start

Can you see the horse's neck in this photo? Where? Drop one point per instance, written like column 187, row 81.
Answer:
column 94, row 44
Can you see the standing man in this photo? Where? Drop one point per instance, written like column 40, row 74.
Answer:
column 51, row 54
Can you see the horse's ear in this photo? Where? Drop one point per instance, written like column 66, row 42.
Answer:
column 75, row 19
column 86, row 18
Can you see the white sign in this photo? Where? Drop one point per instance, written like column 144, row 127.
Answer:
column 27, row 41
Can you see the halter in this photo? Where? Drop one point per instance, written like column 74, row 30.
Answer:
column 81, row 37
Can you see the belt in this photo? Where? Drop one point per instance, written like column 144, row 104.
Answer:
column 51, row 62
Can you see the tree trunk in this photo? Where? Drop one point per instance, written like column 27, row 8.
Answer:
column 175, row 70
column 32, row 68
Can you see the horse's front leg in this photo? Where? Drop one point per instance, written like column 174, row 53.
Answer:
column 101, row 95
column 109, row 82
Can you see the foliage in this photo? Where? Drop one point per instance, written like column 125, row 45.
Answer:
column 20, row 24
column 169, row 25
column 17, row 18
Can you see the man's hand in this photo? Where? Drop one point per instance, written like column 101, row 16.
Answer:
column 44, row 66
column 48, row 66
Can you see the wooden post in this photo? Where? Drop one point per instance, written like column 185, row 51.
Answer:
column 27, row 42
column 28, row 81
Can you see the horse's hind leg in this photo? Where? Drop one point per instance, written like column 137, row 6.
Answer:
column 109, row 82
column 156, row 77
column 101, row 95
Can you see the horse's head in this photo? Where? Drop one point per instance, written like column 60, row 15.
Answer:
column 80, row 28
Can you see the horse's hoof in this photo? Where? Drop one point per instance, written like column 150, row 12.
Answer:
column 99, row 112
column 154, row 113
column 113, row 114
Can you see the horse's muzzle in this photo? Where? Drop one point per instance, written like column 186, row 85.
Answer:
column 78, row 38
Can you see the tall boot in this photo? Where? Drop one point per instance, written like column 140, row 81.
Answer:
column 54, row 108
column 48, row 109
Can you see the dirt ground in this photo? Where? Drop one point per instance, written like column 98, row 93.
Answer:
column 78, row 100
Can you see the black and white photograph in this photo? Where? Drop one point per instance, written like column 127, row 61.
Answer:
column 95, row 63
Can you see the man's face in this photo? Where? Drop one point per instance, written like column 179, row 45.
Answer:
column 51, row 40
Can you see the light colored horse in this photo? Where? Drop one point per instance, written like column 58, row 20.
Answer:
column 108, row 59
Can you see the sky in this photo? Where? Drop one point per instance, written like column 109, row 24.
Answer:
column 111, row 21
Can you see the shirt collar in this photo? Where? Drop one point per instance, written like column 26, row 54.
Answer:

end

The problem
Rewrite all the items above with "Place" in place of "Drop", leaving everything else unchanged.

Solution below
Can you see the horse's neck in this photo? Where? Place one point per instance, written like column 187, row 81.
Answer:
column 94, row 44
Can you see the standing man in this photo? Where? Place one point per instance, written like column 40, row 74.
Answer:
column 51, row 54
Can you see the horse's ear in this photo? Where? Place one point per instance, written like column 66, row 42.
Answer:
column 75, row 19
column 86, row 18
Can you see the white sign in this photo? Where? Place one point per instance, written like column 144, row 127.
Answer:
column 27, row 41
Can you see the halter in this photo? Where? Place one point per instance, written like column 74, row 30.
Answer:
column 81, row 37
Can you see the belt in this photo? Where? Place one point per instance, written like column 144, row 104.
Answer:
column 51, row 62
Can you see the tree trunk in this photo? Where? Place one point per instance, written like column 27, row 8.
Answer:
column 175, row 70
column 32, row 68
Can you see the horse's front leg in this photo? Where? Place one point per instance, written like column 174, row 53.
Answer:
column 101, row 95
column 109, row 82
Can you see the foliage in this photo? Where? Place one point per instance, written like column 125, row 45.
Answer:
column 20, row 24
column 169, row 25
column 17, row 18
Can you see the man's hand in this photo? Where? Place one point per instance, written like column 101, row 16.
Answer:
column 44, row 66
column 48, row 66
Can you see the wooden post in this photo? Where? Place one point per instance, written like column 185, row 51.
Answer:
column 27, row 42
column 28, row 81
Can you see the horse's hind leg in this photo? Where? Place one point per instance, written like column 137, row 6.
Answer:
column 109, row 82
column 156, row 77
column 101, row 95
Can you see the horse's head in this photo? Where? Place one point per instance, written like column 60, row 15.
Answer:
column 80, row 28
Can you see the horse's hoof in this photo? Where? Place one point per instance, written like column 150, row 12.
Answer:
column 99, row 112
column 154, row 113
column 113, row 114
Can you see the horse's muzzle in this photo? Where? Place one point per instance, written like column 186, row 85.
Answer:
column 78, row 38
Can you see the tall boot in this photo? Where? Place one point per instance, written like column 140, row 81.
Answer:
column 54, row 108
column 48, row 109
Can you see the dirt ground in this photo? Where? Place one point per instance, written like column 98, row 93.
Answer:
column 78, row 100
Can you see the black and white photograph in this photo? Where? Place one point per instance, written like column 127, row 61.
Answer:
column 95, row 63
Can you see the man's face in this photo? Where? Place one point per instance, written like column 179, row 45.
Answer:
column 51, row 40
Can you see the light colored horse in this photo? Where? Place one point per instance, written like column 58, row 20.
Answer:
column 108, row 59
Can you see the sky in this photo? Where? Place one point per instance, written like column 109, row 24.
Answer:
column 111, row 21
Can you see the shirt collar in this photo? Where? Place one point per instance, written like column 26, row 54.
Answer:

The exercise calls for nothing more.